WHAT THE TASK ASKS -
A complete, exact copy of the data is the required answer.

DATASET CONTENT -
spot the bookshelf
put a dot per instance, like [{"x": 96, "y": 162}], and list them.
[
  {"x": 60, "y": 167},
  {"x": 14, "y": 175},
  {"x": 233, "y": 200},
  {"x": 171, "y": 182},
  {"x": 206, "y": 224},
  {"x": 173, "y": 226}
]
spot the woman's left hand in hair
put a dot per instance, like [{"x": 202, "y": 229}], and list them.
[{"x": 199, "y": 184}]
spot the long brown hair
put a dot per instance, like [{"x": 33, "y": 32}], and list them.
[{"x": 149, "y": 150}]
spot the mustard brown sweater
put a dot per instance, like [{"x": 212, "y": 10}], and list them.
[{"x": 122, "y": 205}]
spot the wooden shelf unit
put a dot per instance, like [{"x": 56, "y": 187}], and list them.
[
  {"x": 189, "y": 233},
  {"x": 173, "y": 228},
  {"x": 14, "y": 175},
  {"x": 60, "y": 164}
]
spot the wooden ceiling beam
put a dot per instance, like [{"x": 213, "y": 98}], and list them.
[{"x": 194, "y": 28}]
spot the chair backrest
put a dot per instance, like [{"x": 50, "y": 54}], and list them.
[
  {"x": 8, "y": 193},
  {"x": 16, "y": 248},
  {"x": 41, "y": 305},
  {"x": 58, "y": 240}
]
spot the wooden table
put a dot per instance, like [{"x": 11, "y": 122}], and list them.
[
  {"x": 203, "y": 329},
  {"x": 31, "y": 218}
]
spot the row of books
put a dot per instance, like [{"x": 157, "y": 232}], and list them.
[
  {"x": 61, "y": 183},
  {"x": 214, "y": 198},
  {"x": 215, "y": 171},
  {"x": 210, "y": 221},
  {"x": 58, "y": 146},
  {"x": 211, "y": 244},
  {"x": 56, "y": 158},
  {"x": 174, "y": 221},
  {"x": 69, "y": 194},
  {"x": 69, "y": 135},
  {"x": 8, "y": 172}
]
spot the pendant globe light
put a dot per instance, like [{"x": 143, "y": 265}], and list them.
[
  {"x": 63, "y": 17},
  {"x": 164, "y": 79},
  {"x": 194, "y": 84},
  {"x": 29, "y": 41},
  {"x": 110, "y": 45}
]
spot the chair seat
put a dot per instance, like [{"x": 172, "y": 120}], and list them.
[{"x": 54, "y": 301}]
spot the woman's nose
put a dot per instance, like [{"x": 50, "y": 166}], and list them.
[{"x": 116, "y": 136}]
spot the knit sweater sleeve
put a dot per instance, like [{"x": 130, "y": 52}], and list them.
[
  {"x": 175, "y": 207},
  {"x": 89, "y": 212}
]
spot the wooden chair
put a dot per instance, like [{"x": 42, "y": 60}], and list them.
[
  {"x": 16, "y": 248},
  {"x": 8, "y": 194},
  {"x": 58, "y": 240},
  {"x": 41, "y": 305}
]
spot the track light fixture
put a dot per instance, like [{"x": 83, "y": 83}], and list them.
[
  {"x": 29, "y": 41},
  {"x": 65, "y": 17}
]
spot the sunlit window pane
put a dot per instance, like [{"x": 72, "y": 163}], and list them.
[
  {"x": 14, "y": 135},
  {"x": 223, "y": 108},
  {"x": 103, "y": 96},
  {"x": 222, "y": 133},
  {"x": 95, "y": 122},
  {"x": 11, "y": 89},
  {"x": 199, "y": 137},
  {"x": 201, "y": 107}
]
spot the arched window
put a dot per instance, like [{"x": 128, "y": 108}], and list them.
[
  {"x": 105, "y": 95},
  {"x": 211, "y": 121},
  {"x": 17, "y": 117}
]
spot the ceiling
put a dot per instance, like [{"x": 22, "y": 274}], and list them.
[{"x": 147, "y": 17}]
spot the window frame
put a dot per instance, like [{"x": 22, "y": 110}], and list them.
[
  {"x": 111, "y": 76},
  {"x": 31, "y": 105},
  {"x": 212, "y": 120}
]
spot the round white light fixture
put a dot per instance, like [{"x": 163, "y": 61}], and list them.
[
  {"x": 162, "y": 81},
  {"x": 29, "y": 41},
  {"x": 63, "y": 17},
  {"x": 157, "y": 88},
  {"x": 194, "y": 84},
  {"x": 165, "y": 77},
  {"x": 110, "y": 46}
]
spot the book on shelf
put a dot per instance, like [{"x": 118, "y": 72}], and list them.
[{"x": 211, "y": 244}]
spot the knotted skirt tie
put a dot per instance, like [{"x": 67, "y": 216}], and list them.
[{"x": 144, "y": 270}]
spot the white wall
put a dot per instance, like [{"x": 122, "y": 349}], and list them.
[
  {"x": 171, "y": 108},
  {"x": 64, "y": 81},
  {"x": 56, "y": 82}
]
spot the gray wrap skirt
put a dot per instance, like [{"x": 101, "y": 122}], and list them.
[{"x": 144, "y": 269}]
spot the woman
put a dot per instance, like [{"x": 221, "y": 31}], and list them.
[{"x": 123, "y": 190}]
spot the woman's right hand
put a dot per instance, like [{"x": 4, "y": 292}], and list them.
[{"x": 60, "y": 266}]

SOLUTION TO THE EXERCISE -
spot the bookshelf
put a dot per instance, like [{"x": 96, "y": 162}], and list them.
[
  {"x": 60, "y": 167},
  {"x": 14, "y": 175},
  {"x": 233, "y": 200},
  {"x": 171, "y": 182},
  {"x": 206, "y": 224},
  {"x": 173, "y": 226}
]
spot the woman's left hand in hair
put a dot per instance, like [{"x": 202, "y": 229}], and list them.
[{"x": 199, "y": 184}]
spot the long brown hair
put a dot per instance, like [{"x": 33, "y": 32}], and list them.
[{"x": 149, "y": 150}]
spot the mustard brown sweater
put a dot per instance, like [{"x": 212, "y": 10}], and list them.
[{"x": 122, "y": 205}]
spot the wooden shelf unit
put a dot per instance, like [{"x": 56, "y": 187}], and list them.
[
  {"x": 189, "y": 233},
  {"x": 173, "y": 228},
  {"x": 14, "y": 175},
  {"x": 60, "y": 164}
]
spot the wooden ceiling beam
put a dot per instance, like [{"x": 213, "y": 98}], and list them.
[{"x": 194, "y": 28}]
spot the chair backrest
put a dot per instance, like [{"x": 50, "y": 54}], and list them.
[
  {"x": 8, "y": 193},
  {"x": 16, "y": 248},
  {"x": 41, "y": 305},
  {"x": 58, "y": 240}
]
spot the wooden table
put a dot per instance, like [{"x": 11, "y": 122}], and list them.
[
  {"x": 203, "y": 329},
  {"x": 31, "y": 218}
]
spot the row of books
put a dot per instance, like [{"x": 157, "y": 232}], and list them.
[
  {"x": 61, "y": 183},
  {"x": 214, "y": 198},
  {"x": 215, "y": 171},
  {"x": 210, "y": 221},
  {"x": 58, "y": 146},
  {"x": 211, "y": 244},
  {"x": 56, "y": 158},
  {"x": 174, "y": 221},
  {"x": 69, "y": 194},
  {"x": 69, "y": 135},
  {"x": 8, "y": 172}
]
spot the pendant globe light
put a dot per instance, like [{"x": 143, "y": 265}], and list them.
[
  {"x": 63, "y": 17},
  {"x": 164, "y": 79},
  {"x": 194, "y": 84},
  {"x": 29, "y": 41},
  {"x": 110, "y": 45}
]
spot the chair seat
put a dot per instance, like [{"x": 172, "y": 120}], and list them.
[{"x": 54, "y": 301}]
spot the woman's nose
put a dot per instance, like [{"x": 50, "y": 166}], and list them.
[{"x": 116, "y": 136}]
spot the knit sweater sleeve
put a dot per instance, like [{"x": 130, "y": 52}], and list them.
[
  {"x": 175, "y": 207},
  {"x": 89, "y": 212}
]
spot the wooden chair
put a dot per instance, like [{"x": 42, "y": 60}], and list them.
[
  {"x": 16, "y": 248},
  {"x": 8, "y": 194},
  {"x": 58, "y": 240},
  {"x": 41, "y": 305}
]
spot the track light fixture
put a dot per instance, like [{"x": 83, "y": 83}], and list them.
[
  {"x": 29, "y": 41},
  {"x": 65, "y": 17}
]
spot the sunlit window pane
put a dot per instance, like [{"x": 72, "y": 163}], and list them.
[
  {"x": 14, "y": 135},
  {"x": 223, "y": 108},
  {"x": 103, "y": 96},
  {"x": 222, "y": 133},
  {"x": 95, "y": 122},
  {"x": 11, "y": 89},
  {"x": 199, "y": 137},
  {"x": 201, "y": 107}
]
spot the arched window
put a dot per instance, like [{"x": 128, "y": 108}], and list them.
[
  {"x": 105, "y": 95},
  {"x": 211, "y": 121},
  {"x": 17, "y": 117}
]
spot the ceiling
put a dot per instance, like [{"x": 22, "y": 274}], and list them.
[{"x": 147, "y": 17}]
spot the window frame
put a dot per instance, like [{"x": 22, "y": 110}], and list them.
[
  {"x": 111, "y": 76},
  {"x": 31, "y": 105},
  {"x": 212, "y": 120}
]
spot the round white light fixture
put a dot per instance, like [{"x": 163, "y": 61}], and list them.
[
  {"x": 162, "y": 81},
  {"x": 29, "y": 41},
  {"x": 63, "y": 17},
  {"x": 157, "y": 88},
  {"x": 194, "y": 84},
  {"x": 165, "y": 77},
  {"x": 110, "y": 46}
]
spot the book on shelf
put a dot per instance, like [{"x": 118, "y": 72}], and list them.
[{"x": 211, "y": 244}]
spot the knotted skirt tie
put a dot per instance, like [{"x": 67, "y": 216}], and list them.
[{"x": 144, "y": 270}]
spot the white wall
put a dot per instance, like [{"x": 122, "y": 349}], and list them.
[
  {"x": 171, "y": 108},
  {"x": 64, "y": 81},
  {"x": 56, "y": 82}
]
spot the gray wrap skirt
put a dot per instance, like [{"x": 101, "y": 122}], and list them.
[{"x": 144, "y": 269}]
spot the woman
put a dot per instance, like [{"x": 221, "y": 31}], and list them.
[{"x": 123, "y": 190}]
spot the woman's right hand
put a dot per instance, like [{"x": 4, "y": 292}], and list them.
[{"x": 60, "y": 266}]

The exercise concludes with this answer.